**** Excerpt provided

A City Not Just Made for Cars
Unfortunately, a question many have about getting out of the car and onto the bike has to do with the safety of picking up a medium that puts you at a distinct disadvantage with a majority of the vehicles on the road. We all have friends who bought SUVs because smaller cars just didn’t “feel safe” on the road. Now imagine buckling your feet into two wheels that can be launched off the road with those same automobiles not even registering the impact.
I wish it were possible to claim those concerns are unwarranted. Unfortunately, I have had more than a handful of run-ins with motorists that could have ended destructively for me.
Fortunately, I live in an area that has adapted its commuting space to those without cars. My daily commute has allowed me to reflect on how much good public planning impacts a community for a slew of reasons. Last year, the Sonoma-Marin SMART train began operation. For years, this transportation option seemed like a hypothetical dream, and much like the new high-speed rail system California has been developing to connect the north to the south of the state, it took longer than expected to complete. They would tempt me from traffic for months as test trains roared past my motionless car sitting on the 101. Then, almost by surprise, the train was open to the public. I would now be able to travel from Santa Rosa to my place of work by train.

********
**** Provided material

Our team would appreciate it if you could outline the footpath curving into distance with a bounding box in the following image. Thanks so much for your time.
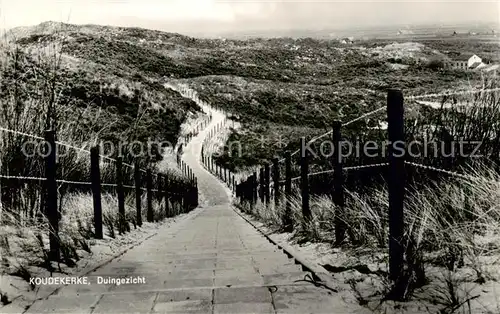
[19,82,366,314]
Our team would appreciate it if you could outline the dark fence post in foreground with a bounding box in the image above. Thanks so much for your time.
[332,121,346,246]
[264,163,271,206]
[156,173,163,221]
[163,175,171,217]
[283,151,293,232]
[90,146,103,239]
[273,158,280,208]
[146,168,154,222]
[45,131,60,261]
[387,89,406,280]
[116,157,125,234]
[252,172,258,204]
[300,137,311,222]
[134,163,142,227]
[259,167,265,204]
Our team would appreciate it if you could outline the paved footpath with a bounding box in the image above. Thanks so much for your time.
[23,102,363,314]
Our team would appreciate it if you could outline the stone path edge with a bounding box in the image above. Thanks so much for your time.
[231,205,339,292]
[22,208,200,314]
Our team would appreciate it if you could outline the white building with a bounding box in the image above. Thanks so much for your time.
[445,55,483,70]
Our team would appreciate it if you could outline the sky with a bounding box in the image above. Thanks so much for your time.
[0,0,500,34]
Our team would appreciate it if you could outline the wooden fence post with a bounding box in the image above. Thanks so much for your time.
[163,175,171,217]
[387,89,406,280]
[300,137,311,222]
[259,167,265,204]
[273,158,280,209]
[264,162,271,206]
[45,131,60,261]
[90,146,103,239]
[332,121,347,246]
[116,157,125,234]
[283,151,293,232]
[156,173,163,218]
[251,172,257,209]
[134,162,142,227]
[146,167,154,222]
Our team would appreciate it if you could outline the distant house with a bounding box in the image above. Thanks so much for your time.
[340,37,354,44]
[445,55,482,70]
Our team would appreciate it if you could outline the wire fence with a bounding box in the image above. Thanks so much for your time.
[0,125,202,261]
[231,88,500,278]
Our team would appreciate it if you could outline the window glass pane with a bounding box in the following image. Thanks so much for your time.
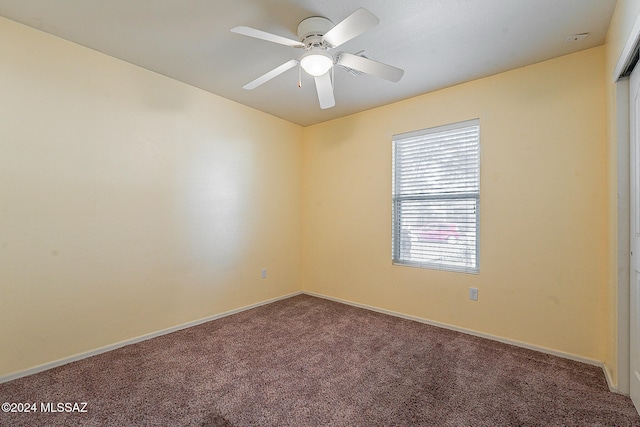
[393,121,480,272]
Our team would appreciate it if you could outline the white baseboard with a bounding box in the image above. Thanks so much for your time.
[0,292,302,384]
[0,291,618,392]
[302,291,617,378]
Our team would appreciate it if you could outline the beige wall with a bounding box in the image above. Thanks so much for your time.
[0,10,616,386]
[303,47,609,361]
[0,19,302,377]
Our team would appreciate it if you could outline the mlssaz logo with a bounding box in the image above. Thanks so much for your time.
[40,402,88,413]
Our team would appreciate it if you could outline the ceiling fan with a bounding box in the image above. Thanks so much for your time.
[231,8,404,109]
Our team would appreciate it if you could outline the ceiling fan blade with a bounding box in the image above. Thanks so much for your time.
[322,7,380,47]
[315,72,336,110]
[337,52,404,83]
[242,59,298,90]
[231,26,304,47]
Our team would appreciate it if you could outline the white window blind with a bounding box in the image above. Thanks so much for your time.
[392,120,480,273]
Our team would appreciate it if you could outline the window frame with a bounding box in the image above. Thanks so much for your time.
[391,118,481,274]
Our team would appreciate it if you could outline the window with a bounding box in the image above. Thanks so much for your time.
[392,120,480,273]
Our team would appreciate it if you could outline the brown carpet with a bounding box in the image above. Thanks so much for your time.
[0,295,640,427]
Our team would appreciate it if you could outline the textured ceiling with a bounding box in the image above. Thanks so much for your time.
[0,0,616,126]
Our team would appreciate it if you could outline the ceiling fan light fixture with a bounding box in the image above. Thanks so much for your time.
[300,48,333,77]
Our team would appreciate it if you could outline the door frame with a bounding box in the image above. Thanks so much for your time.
[605,16,640,395]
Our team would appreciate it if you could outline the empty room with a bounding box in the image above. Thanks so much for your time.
[0,0,640,427]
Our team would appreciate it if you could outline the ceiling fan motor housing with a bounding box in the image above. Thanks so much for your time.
[298,16,335,49]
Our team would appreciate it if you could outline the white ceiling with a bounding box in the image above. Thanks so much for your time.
[0,0,616,126]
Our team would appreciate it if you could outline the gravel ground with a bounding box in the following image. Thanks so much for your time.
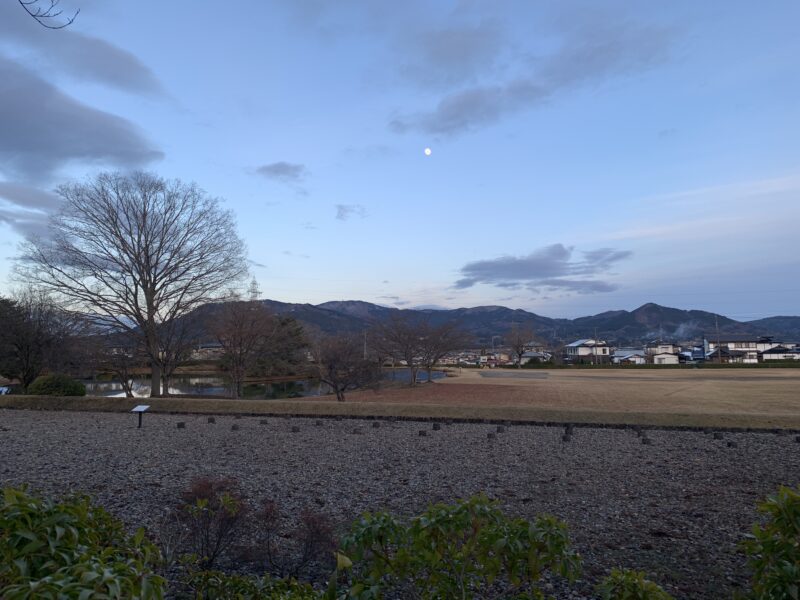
[0,410,800,599]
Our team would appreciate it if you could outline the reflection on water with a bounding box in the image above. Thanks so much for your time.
[85,369,445,398]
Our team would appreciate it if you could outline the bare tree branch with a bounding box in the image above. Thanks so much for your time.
[18,0,81,29]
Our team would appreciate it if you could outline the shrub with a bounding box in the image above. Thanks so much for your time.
[0,488,164,600]
[187,571,322,600]
[743,487,800,600]
[28,374,86,396]
[243,501,336,578]
[597,569,672,600]
[342,495,580,598]
[178,477,247,568]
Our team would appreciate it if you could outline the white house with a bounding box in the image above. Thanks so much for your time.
[611,348,647,365]
[703,334,780,364]
[650,352,680,365]
[564,338,611,362]
[519,351,553,365]
[644,340,681,354]
[761,345,800,361]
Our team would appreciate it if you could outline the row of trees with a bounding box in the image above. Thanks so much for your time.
[7,172,531,399]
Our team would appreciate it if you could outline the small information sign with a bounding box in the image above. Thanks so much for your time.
[131,404,150,429]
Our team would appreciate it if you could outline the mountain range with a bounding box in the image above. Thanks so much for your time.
[262,300,800,346]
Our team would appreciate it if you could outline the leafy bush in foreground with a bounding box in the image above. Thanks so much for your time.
[177,477,247,569]
[342,495,580,598]
[597,569,672,600]
[0,488,164,600]
[28,374,86,396]
[743,487,800,600]
[187,571,321,600]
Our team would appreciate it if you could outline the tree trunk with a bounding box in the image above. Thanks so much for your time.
[150,361,161,398]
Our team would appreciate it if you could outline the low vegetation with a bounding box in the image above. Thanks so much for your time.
[9,478,800,600]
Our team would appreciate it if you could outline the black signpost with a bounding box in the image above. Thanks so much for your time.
[131,404,150,429]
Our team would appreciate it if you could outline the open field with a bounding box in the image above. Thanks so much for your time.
[0,408,800,600]
[0,369,800,429]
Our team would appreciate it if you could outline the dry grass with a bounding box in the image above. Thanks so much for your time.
[0,369,800,429]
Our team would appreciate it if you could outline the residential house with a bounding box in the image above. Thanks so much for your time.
[611,348,647,365]
[648,352,680,365]
[564,338,611,363]
[761,345,800,361]
[703,334,779,364]
[520,350,553,365]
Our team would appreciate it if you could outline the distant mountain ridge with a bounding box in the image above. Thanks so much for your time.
[263,300,800,346]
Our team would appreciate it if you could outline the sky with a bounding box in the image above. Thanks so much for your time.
[0,0,800,320]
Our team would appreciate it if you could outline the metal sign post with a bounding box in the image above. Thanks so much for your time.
[131,404,150,429]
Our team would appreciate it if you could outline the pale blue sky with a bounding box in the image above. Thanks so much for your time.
[0,0,800,320]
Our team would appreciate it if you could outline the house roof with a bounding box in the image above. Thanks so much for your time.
[567,338,608,348]
[703,333,772,343]
[761,346,800,354]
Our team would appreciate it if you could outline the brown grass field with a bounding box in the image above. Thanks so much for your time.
[0,369,800,429]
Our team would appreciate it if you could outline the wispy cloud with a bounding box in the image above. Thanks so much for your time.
[256,161,308,183]
[389,19,673,135]
[0,2,163,94]
[454,244,632,293]
[336,204,367,221]
[0,57,163,181]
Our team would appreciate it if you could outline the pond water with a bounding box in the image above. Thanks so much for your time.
[84,369,445,398]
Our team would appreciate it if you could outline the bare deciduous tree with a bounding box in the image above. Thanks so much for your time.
[209,299,279,398]
[0,288,76,391]
[19,0,81,29]
[370,313,424,387]
[18,172,247,396]
[419,322,471,383]
[505,323,535,367]
[311,335,381,402]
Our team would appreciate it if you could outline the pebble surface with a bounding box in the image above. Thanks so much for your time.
[0,409,800,599]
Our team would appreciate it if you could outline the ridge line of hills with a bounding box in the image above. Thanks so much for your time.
[255,300,800,345]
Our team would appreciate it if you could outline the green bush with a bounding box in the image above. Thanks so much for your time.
[187,571,322,600]
[28,374,86,396]
[342,495,580,598]
[0,488,164,600]
[743,486,800,600]
[597,569,672,600]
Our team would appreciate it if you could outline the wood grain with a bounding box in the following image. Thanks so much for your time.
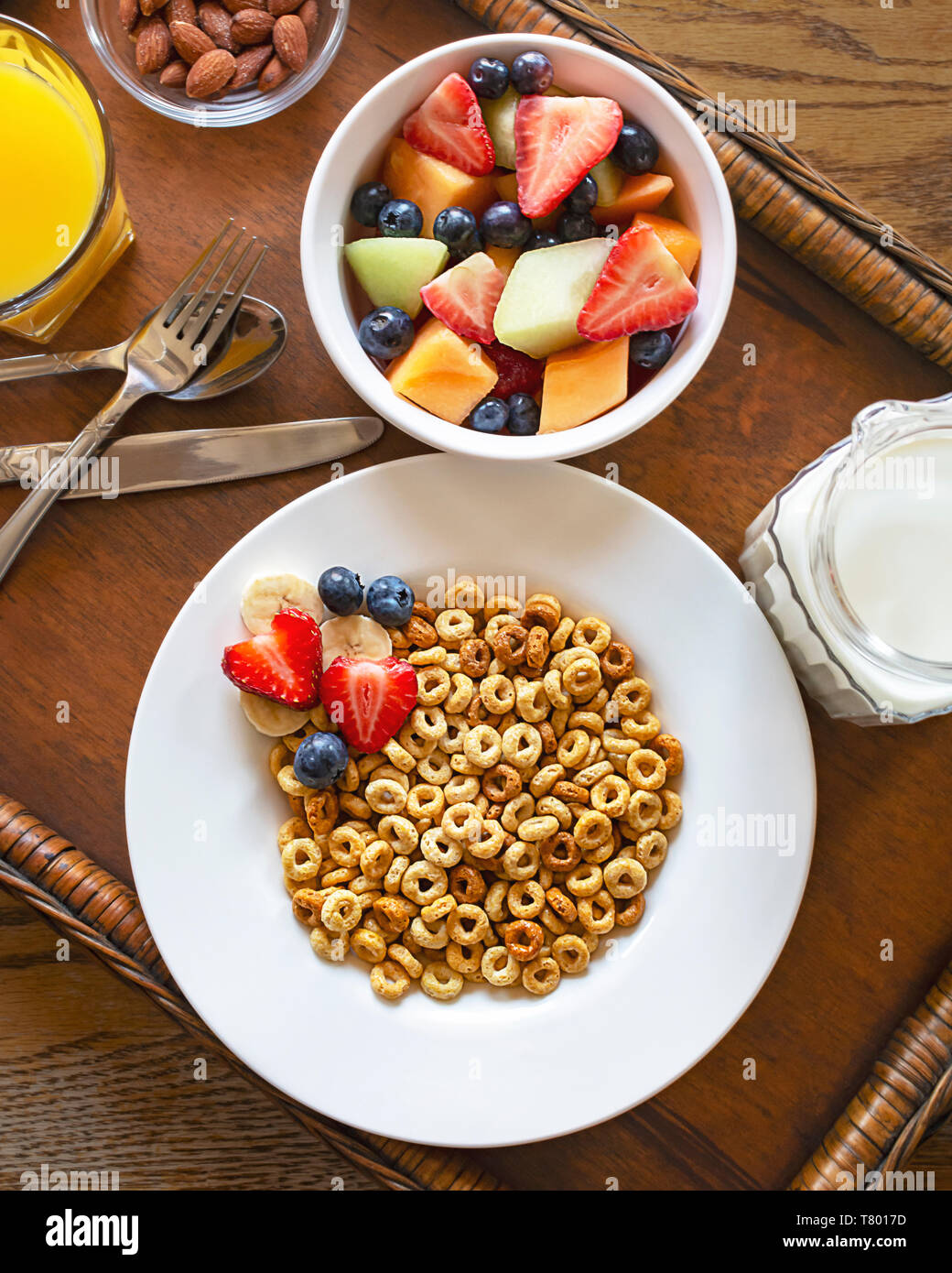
[0,0,952,1189]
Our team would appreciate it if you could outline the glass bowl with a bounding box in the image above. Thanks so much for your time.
[81,0,350,128]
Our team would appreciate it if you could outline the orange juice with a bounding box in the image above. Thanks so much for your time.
[0,62,102,300]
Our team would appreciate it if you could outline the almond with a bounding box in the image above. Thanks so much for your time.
[231,45,275,88]
[232,9,275,45]
[185,49,234,97]
[168,22,215,66]
[199,0,235,53]
[159,59,189,88]
[271,13,308,71]
[135,17,172,75]
[258,58,290,92]
[298,0,319,45]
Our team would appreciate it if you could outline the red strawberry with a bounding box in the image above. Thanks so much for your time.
[222,607,320,712]
[578,220,698,340]
[515,94,622,216]
[320,654,416,752]
[404,71,496,177]
[486,340,546,397]
[420,252,505,345]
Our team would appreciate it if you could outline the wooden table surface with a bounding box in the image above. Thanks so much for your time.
[0,0,952,1189]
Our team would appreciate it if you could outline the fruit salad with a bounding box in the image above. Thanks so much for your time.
[222,567,684,1001]
[343,51,700,435]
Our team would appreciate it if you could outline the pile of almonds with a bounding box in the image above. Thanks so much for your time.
[118,0,319,99]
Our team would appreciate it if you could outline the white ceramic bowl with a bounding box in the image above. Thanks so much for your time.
[300,35,737,460]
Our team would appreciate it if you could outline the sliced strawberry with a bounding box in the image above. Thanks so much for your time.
[404,71,496,177]
[222,607,320,712]
[578,222,698,340]
[515,94,622,216]
[320,654,416,752]
[420,252,505,345]
[486,340,546,397]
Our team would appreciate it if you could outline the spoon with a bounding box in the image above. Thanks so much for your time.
[0,297,287,401]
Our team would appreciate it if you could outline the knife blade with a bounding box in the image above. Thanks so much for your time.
[0,417,384,499]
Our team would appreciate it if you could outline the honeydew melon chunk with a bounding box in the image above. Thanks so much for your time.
[493,238,613,358]
[343,238,449,319]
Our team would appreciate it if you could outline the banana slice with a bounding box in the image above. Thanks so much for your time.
[242,574,323,636]
[320,615,394,667]
[241,690,310,738]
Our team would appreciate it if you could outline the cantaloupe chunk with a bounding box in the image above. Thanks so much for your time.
[387,319,499,424]
[538,336,629,433]
[384,137,496,238]
[638,212,701,278]
[592,172,675,231]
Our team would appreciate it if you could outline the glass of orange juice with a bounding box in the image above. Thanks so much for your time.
[0,14,134,342]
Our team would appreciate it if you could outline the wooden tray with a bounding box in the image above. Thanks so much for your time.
[0,0,952,1189]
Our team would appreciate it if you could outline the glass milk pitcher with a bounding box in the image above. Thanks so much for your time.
[741,395,952,724]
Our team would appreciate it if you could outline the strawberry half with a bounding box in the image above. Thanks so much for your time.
[320,654,416,752]
[404,71,496,177]
[486,340,546,397]
[515,94,623,216]
[420,252,505,345]
[222,607,320,712]
[578,222,698,340]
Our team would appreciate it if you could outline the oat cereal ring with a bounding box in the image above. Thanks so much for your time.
[416,665,449,708]
[364,778,407,813]
[538,832,581,871]
[389,942,423,982]
[320,888,364,933]
[626,747,668,792]
[635,832,668,871]
[555,729,590,769]
[505,919,545,963]
[505,879,546,919]
[644,789,682,832]
[420,963,463,1003]
[522,955,561,995]
[503,840,538,879]
[281,839,320,882]
[480,946,521,985]
[565,862,602,898]
[492,624,529,667]
[592,774,632,817]
[652,734,685,778]
[615,892,644,928]
[522,592,563,633]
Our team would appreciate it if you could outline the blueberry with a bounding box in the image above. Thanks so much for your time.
[627,331,675,372]
[509,53,555,92]
[523,231,561,252]
[294,729,350,790]
[358,306,416,362]
[350,180,394,225]
[433,205,480,256]
[509,394,540,438]
[377,199,423,238]
[611,124,658,177]
[470,397,509,433]
[565,176,598,212]
[467,58,509,98]
[480,199,532,247]
[557,212,600,243]
[317,565,364,615]
[366,574,416,627]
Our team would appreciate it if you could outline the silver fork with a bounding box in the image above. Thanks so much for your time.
[0,220,267,579]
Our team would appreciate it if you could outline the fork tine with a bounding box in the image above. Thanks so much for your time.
[193,239,267,349]
[172,229,246,336]
[156,216,234,322]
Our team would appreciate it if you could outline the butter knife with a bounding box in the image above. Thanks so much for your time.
[0,417,384,499]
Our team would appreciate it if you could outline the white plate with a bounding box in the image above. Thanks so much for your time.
[126,454,815,1147]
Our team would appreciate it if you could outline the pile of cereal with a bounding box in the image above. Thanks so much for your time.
[270,578,682,999]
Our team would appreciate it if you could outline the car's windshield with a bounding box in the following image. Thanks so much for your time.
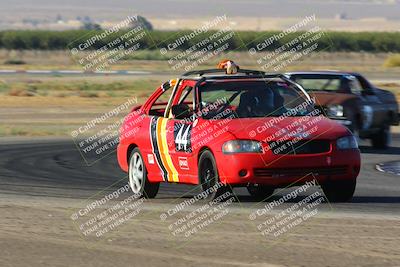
[291,74,358,93]
[199,80,313,119]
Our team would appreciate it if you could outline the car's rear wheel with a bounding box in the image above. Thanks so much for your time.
[128,147,160,198]
[247,184,275,201]
[371,125,391,149]
[198,150,230,200]
[322,180,356,202]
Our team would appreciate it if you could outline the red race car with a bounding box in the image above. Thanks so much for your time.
[118,61,360,201]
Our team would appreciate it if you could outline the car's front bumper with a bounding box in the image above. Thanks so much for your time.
[217,149,361,187]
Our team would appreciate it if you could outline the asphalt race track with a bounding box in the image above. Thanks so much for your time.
[0,134,400,209]
[0,134,400,267]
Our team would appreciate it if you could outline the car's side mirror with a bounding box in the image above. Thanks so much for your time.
[362,89,375,95]
[172,103,192,120]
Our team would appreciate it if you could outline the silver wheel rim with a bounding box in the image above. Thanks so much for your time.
[129,152,144,194]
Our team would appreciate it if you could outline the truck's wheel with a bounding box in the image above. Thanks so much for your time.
[128,147,160,198]
[322,179,356,202]
[247,184,275,201]
[198,150,230,200]
[371,125,391,149]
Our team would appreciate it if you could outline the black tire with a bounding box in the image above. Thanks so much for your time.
[247,184,275,201]
[128,147,160,198]
[371,125,391,149]
[322,180,356,202]
[198,150,231,201]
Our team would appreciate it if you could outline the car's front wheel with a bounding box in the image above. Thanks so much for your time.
[322,179,356,202]
[128,147,160,198]
[198,150,230,200]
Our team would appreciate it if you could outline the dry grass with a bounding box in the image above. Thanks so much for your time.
[383,54,400,68]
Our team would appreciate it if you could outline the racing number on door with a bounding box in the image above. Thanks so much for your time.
[174,123,192,153]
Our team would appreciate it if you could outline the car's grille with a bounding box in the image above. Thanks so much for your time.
[268,140,331,155]
[254,166,347,178]
[314,106,328,116]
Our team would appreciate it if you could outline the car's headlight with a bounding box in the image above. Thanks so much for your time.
[336,135,358,149]
[222,140,262,154]
[327,105,344,117]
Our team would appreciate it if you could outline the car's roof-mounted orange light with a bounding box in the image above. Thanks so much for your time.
[217,59,239,74]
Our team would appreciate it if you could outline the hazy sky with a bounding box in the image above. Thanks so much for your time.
[0,0,400,20]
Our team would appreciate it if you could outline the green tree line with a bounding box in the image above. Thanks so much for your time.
[0,30,400,52]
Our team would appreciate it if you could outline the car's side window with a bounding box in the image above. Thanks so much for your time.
[178,86,194,110]
[169,80,195,120]
[149,89,172,117]
[349,79,363,95]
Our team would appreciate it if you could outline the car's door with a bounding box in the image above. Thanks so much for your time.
[351,75,385,130]
[167,80,197,183]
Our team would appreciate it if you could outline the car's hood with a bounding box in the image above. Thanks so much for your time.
[308,91,357,106]
[220,116,349,141]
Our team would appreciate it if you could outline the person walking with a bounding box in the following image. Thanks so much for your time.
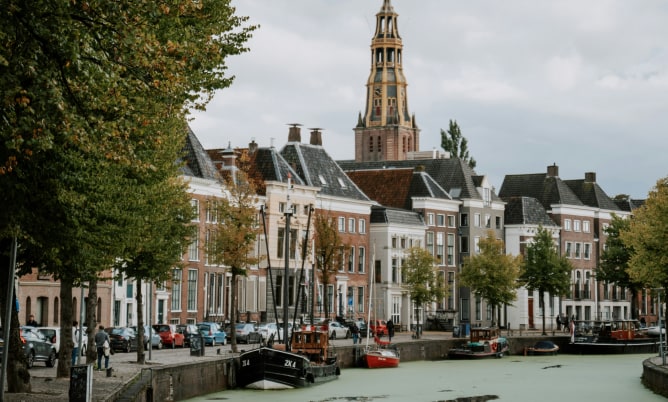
[72,321,79,366]
[95,325,111,371]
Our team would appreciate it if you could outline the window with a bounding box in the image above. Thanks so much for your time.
[188,269,197,311]
[357,219,366,234]
[357,247,366,274]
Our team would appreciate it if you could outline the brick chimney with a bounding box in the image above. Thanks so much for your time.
[547,163,559,177]
[310,128,322,146]
[288,123,302,142]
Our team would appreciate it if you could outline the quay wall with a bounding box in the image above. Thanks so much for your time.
[124,336,568,402]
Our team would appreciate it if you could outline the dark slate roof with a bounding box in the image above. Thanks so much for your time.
[281,142,370,201]
[499,173,584,210]
[181,126,220,180]
[564,179,619,211]
[369,205,425,226]
[338,158,490,200]
[346,169,452,210]
[503,197,558,226]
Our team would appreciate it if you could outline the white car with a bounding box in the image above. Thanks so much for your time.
[328,321,350,339]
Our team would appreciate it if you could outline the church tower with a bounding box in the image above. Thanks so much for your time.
[355,0,420,162]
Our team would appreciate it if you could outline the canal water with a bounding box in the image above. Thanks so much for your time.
[184,355,666,402]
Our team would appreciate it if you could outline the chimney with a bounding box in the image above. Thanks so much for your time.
[288,123,302,142]
[547,163,559,177]
[310,128,322,146]
[248,139,257,155]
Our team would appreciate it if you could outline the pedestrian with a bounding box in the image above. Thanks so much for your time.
[95,325,111,371]
[385,318,394,342]
[350,322,360,345]
[72,321,79,366]
[26,314,39,327]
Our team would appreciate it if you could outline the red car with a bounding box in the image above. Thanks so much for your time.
[153,324,186,349]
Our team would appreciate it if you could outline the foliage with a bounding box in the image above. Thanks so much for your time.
[313,213,347,317]
[459,230,522,326]
[441,120,476,169]
[401,247,448,336]
[520,226,573,335]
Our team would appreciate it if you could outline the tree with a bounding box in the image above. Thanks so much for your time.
[520,226,573,335]
[313,214,346,318]
[620,177,668,318]
[209,171,262,353]
[401,247,448,337]
[441,120,476,169]
[459,230,522,328]
[596,215,642,319]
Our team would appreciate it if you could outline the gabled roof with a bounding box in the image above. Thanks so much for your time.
[347,168,452,210]
[503,197,558,227]
[281,142,370,201]
[181,126,220,180]
[564,179,619,211]
[499,173,584,210]
[369,205,426,227]
[338,158,490,200]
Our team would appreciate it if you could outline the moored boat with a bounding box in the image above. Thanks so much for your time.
[448,327,510,359]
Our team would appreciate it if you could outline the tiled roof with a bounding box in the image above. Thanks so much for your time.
[564,179,620,211]
[338,158,490,199]
[281,142,369,201]
[369,205,425,226]
[181,126,220,180]
[503,197,557,226]
[499,173,584,210]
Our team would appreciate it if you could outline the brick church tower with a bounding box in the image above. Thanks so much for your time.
[354,0,420,162]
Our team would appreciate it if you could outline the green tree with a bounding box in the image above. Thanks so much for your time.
[459,230,522,328]
[620,177,668,318]
[596,215,642,319]
[313,213,346,318]
[520,226,573,335]
[441,120,476,169]
[401,247,448,337]
[209,171,262,353]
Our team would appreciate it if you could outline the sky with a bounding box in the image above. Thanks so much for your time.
[190,0,668,198]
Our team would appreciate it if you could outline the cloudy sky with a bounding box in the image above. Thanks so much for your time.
[191,0,668,198]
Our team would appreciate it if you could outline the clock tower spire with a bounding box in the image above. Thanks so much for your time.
[355,0,420,162]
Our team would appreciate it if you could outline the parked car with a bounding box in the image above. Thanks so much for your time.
[197,322,227,346]
[153,324,185,349]
[328,321,350,339]
[369,320,387,337]
[176,324,199,347]
[0,327,57,368]
[36,327,88,357]
[234,323,262,343]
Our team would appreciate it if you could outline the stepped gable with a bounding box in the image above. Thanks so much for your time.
[369,205,426,227]
[503,197,558,227]
[281,142,370,201]
[338,158,488,200]
[180,126,220,180]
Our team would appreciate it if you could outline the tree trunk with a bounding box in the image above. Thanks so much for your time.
[56,278,74,378]
[83,279,98,364]
[137,279,145,364]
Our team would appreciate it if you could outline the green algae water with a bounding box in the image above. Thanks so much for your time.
[191,355,666,402]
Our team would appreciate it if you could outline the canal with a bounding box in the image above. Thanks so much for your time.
[183,355,666,402]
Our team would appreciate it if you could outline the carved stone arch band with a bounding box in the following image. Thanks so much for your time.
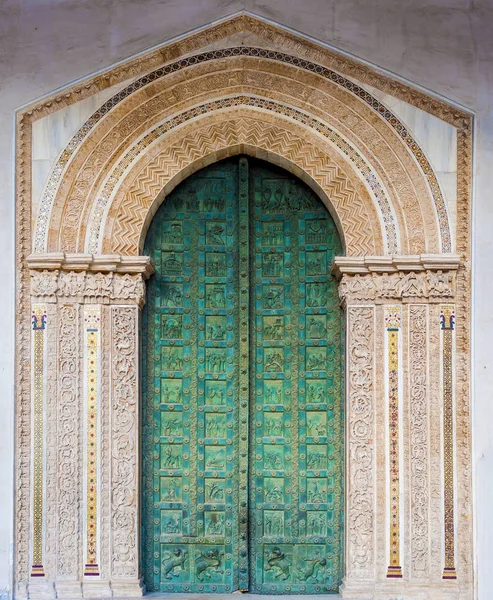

********

Problems to solve
- 1) According to the commuting passage, what began operation last year?
- 2) Summarize the commuting passage in two sentences.
- 3) Repeat the commuting passage word for word between "I wish it were" and "destructively for me.", inclusive.
The rows play no part in this.

Exercise answers
- 1) The Sonoma-Marin SMART train.

- 2) Many people worry about cycling safety because bikes are at a disadvantage against most vehicles on the road, and the writer admits several close calls with motorists. The writer's area has adapted its commuting space for people without cars, and the SMART train, which opened last year after long delays, now lets the writer travel from Santa Rosa to work by train.

- 3)
I wish it were possible to claim those concerns are unwarranted. Unfortunately, I have had more than a handful of run-ins with motorists that could have ended destructively for me.